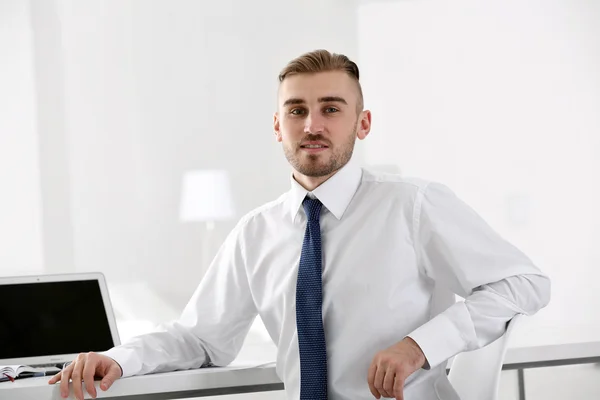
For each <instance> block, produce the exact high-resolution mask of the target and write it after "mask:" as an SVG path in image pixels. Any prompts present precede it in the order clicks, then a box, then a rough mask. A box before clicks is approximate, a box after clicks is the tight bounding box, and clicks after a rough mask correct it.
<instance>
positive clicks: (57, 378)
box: [48, 371, 62, 385]
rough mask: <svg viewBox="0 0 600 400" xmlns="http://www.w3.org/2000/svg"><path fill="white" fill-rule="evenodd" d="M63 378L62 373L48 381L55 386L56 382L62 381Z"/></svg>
mask: <svg viewBox="0 0 600 400" xmlns="http://www.w3.org/2000/svg"><path fill="white" fill-rule="evenodd" d="M61 376H62V371H60V372H59V373H58V374H56V375H54V376H53V377H52V378H50V380H48V384H49V385H53V384H55V383H56V382H58V381H60V378H61Z"/></svg>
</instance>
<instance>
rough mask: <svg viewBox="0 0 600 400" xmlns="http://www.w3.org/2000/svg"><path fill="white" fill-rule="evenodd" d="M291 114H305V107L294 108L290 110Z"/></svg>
mask: <svg viewBox="0 0 600 400" xmlns="http://www.w3.org/2000/svg"><path fill="white" fill-rule="evenodd" d="M290 114H292V115H302V114H304V109H303V108H293V109H291V110H290Z"/></svg>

# TASK OBJECTIVE:
Print each record exactly as it stands, skipping the pictures.

# PROBLEM SOLUTION:
For each <instance> block, produce the exact high-resolution mask of the target and write it after "mask:" as an SVG path in image pixels. Any prompts present precede it in the order clicks, then a box, then a rough mask. A box before clicks is approximate, a box after clicks is the tight bounding box, and clicks after a rough mask correct it.
<instance>
positive clicks: (57, 378)
box: [48, 371, 62, 385]
rough mask: <svg viewBox="0 0 600 400" xmlns="http://www.w3.org/2000/svg"><path fill="white" fill-rule="evenodd" d="M63 378L62 373L48 381L55 386L56 382L62 381Z"/></svg>
mask: <svg viewBox="0 0 600 400" xmlns="http://www.w3.org/2000/svg"><path fill="white" fill-rule="evenodd" d="M61 376H62V371H60V372H59V373H58V374H56V375H54V376H53V377H52V378H50V380H48V384H49V385H53V384H55V383H56V382H58V381H60V378H61Z"/></svg>
</instance>
<instance>
rough mask: <svg viewBox="0 0 600 400" xmlns="http://www.w3.org/2000/svg"><path fill="white" fill-rule="evenodd" d="M291 114H305V107L294 108L290 110Z"/></svg>
mask: <svg viewBox="0 0 600 400" xmlns="http://www.w3.org/2000/svg"><path fill="white" fill-rule="evenodd" d="M290 114H292V115H302V114H304V109H303V108H293V109H291V110H290Z"/></svg>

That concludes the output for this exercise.